These rock legends and many more, who preceded them, are now eternal representatives of the best times of rock. We listen to the 10 Incredible Tribute Songs For Musicians That Passed Away:
‘Here Today’ — Paul McCartney about John Lennon
Although the Fab Four did not get back together, Lennon and Macca could rebuild their bond behind closed doors in the following years. That is why when the author of “Imagine” was assassinated on December 8, 1980, in front of his house in New York, Paul suffered immense pain that he later had to channel in some way at the compositional level. This is how “Here Today” was born, a track that is part of Tug of War, the album McCartney released in 1982.
‘The Needle and The Damage Done’ – Neil Young about Danny Whitten
Neil Young wrote “The Needle And The Damage Done” in 1970 in response to the physical decline of Danny Whitten (photo left), whose addiction to heroin made working with “Crazy Horse” increasingly difficult and ultimately completely impossible. At the end of 1972, Whitten was invited again by Neil Young to rehearse for the Harvest tour with the Stray Gators but was soon sent home. He died that evening of a mixture of alcohol and medication.
‘Never Without You’ – Ringo Starr about George Harrison
Ringo Starr paid tribute to his friend and former bandmate George Harrison with this single from his 2003 album Ringo Rama. The moving tribute references their lifelong friendship, the early days of the Beatles (‘we were news headlines’) and several of Harrison’s most famous compositions (” Here Comes the Sun ‘is about you’) in over the course of five minutes. A memory that is poignant not for its subtlety, which has never been Starr’s forte, but for the serious emotion that drives the melody and Ringo’s simple but powerful vocal performance.

_REQUIRED ACTION 1_: From the text on tribute songs, write out the stretch from "These rock legends" through "released in 1982.".
_REQUIRED ACTION 2_:
Answer these questions from the text on tribute songs:
(a) On what date was the author of "Imagine" assassinated?
(b) In what year did Neil Young write "The Needle And The Damage Done"?
(c) Which 2003 album includes Ringo Starr's tribute to George Harrison?

_DATA SHOWN_:

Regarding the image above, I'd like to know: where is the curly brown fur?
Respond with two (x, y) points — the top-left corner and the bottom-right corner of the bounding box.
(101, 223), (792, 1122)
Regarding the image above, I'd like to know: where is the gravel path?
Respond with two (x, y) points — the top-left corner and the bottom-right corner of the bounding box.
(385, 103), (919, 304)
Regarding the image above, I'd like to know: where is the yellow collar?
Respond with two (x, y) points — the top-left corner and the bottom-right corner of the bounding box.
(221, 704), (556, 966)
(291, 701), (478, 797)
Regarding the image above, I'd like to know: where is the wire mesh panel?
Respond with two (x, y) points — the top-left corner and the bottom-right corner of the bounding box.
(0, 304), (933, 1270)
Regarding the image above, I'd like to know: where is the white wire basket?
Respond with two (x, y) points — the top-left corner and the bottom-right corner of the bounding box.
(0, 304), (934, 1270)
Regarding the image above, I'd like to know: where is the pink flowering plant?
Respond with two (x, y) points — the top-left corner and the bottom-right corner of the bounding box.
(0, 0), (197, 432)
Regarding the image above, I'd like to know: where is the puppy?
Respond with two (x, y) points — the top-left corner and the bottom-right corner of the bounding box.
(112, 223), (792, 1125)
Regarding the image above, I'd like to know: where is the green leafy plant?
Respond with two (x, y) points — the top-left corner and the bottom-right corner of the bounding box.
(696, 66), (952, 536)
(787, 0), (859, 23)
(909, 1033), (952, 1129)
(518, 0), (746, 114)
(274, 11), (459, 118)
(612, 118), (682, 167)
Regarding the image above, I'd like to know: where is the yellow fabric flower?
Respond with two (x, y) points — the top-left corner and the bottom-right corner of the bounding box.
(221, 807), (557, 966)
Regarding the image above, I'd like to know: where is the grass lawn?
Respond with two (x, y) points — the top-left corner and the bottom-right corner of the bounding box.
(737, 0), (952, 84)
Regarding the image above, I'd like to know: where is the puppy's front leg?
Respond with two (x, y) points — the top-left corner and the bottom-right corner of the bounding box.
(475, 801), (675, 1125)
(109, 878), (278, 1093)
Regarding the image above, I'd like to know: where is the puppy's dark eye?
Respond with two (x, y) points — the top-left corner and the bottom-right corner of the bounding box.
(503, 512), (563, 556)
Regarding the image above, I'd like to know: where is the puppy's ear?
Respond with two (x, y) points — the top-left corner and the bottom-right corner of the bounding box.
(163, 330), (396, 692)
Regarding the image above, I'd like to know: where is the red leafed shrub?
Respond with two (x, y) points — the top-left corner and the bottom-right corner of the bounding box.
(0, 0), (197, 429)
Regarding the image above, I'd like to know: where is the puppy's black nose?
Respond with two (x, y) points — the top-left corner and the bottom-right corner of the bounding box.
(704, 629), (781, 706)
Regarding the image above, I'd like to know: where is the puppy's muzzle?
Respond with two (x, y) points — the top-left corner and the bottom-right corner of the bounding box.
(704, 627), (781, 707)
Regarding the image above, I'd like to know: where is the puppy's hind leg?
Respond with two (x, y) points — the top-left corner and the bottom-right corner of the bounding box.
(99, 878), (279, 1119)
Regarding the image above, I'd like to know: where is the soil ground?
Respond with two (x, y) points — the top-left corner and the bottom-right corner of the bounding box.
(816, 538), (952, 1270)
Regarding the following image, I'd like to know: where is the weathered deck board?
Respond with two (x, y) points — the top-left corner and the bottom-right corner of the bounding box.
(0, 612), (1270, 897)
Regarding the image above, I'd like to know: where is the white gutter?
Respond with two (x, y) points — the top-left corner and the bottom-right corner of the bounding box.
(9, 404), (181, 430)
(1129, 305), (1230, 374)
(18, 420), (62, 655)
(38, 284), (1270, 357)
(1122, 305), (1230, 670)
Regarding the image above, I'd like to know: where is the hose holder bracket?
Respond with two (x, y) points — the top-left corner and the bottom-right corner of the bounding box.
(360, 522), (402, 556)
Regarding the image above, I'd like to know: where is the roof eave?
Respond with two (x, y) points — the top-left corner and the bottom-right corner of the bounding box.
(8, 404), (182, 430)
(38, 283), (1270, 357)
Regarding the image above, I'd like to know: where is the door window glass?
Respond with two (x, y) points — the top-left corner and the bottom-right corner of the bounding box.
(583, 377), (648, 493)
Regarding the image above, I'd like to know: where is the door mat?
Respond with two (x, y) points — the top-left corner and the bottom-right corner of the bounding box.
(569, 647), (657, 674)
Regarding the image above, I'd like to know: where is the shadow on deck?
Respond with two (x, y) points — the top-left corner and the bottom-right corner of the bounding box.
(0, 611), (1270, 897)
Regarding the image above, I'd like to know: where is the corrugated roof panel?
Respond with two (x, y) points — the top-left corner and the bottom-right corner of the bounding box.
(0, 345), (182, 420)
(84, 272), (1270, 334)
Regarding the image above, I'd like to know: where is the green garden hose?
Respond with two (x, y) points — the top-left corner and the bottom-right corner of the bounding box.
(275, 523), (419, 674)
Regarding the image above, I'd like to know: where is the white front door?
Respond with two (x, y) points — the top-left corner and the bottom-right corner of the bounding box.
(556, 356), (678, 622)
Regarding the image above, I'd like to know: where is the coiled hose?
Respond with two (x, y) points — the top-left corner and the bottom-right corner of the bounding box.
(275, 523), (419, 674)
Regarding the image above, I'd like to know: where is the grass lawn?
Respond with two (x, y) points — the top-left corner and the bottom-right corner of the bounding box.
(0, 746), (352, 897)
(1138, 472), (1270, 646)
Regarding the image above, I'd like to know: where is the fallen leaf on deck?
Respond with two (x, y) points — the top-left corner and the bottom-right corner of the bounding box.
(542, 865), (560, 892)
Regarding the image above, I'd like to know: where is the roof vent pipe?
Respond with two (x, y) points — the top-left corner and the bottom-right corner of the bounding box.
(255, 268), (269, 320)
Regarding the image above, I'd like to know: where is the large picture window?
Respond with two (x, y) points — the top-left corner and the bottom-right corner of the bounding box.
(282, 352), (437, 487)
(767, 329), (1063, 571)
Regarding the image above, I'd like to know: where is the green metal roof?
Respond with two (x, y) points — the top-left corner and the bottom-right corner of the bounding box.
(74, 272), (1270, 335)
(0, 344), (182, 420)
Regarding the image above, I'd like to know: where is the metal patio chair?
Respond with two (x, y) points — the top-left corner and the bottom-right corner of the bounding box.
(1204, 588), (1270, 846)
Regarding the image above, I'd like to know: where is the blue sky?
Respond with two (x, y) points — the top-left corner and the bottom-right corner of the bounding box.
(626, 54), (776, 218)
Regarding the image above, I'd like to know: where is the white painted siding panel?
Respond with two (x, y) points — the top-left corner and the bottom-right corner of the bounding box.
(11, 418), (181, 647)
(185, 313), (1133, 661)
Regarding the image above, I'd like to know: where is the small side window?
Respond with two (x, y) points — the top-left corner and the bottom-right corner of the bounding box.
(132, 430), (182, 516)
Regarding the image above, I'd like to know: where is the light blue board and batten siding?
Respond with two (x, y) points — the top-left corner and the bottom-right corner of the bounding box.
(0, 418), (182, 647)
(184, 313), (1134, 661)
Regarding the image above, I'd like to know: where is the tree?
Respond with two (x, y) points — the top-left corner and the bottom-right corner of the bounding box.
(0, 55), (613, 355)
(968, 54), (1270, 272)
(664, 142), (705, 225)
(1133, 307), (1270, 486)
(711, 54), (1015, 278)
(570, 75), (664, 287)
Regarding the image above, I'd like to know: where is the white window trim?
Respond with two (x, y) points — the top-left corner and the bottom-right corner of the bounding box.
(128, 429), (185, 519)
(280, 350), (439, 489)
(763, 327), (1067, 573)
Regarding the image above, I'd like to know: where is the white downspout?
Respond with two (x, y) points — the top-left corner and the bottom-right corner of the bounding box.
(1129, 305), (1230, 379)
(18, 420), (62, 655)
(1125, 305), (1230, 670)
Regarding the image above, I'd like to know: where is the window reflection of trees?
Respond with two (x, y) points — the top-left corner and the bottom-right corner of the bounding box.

_REPLY 1_:
These rock legends and many more, who preceded them, are now eternal representatives of the best times of rock. We listen to the 10 Incredible Tribute Songs For Musicians That Passed Away:
‘Here Today’ — Paul McCartney about John Lennon
Although the Fab Four did not get back together, Lennon and Macca could rebuild their bond behind closed doors in the following years. That is why when the author of “Imagine” was assassinated on December 8, 1980, in front of his house in New York, Paul suffered immense pain that he later had to channel in some way at the compositional level. This is how “Here Today” was born, a track that is part of Tug of War, the album McCartney released in 1982.

_REPLY 2_:
(a) December 8, 1980
(b) 1970
(c) Ringo Rama